> [Work to do]
Please gather every line below that contains the word "large", and copy each one in full.

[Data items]
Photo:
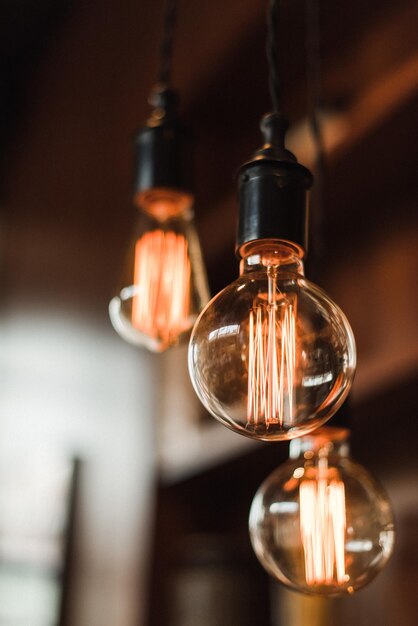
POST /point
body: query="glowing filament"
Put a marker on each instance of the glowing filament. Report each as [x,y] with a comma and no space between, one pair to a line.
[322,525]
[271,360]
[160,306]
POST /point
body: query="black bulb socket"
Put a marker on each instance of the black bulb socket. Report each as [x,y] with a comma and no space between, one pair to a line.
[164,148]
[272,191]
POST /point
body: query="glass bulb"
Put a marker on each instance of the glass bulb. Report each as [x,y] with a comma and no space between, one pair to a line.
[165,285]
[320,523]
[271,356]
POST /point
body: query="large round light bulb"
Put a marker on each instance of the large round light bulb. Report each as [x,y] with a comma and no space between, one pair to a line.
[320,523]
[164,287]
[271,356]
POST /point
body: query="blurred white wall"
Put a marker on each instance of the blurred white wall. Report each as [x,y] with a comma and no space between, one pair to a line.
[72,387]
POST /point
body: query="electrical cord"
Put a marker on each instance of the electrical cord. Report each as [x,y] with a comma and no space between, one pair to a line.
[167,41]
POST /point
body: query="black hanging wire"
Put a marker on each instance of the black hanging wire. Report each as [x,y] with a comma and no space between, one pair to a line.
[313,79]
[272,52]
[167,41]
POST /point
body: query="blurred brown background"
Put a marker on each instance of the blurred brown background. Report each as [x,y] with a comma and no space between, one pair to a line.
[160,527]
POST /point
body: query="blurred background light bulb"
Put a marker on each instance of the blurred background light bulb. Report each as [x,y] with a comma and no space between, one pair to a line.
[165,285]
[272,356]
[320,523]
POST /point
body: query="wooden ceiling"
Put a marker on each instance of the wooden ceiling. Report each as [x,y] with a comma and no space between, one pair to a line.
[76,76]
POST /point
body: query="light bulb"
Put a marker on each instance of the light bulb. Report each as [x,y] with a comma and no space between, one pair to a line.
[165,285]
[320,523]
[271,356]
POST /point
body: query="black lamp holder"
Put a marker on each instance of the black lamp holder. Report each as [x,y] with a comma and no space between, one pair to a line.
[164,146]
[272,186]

> [Finished exercise]
body: query="large round light bulb"
Put a marker on each instance of the large round light bulb. Report each as [x,y] with a comma and no space between, one pair to a line.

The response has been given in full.